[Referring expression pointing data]
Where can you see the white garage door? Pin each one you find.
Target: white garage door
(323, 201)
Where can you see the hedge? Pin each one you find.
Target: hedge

• _WHAT TO PRODUCE_: Please tally the lines above that include the word "each" and answer with the number by itself.

• _RESULT OF THE TASK_: 2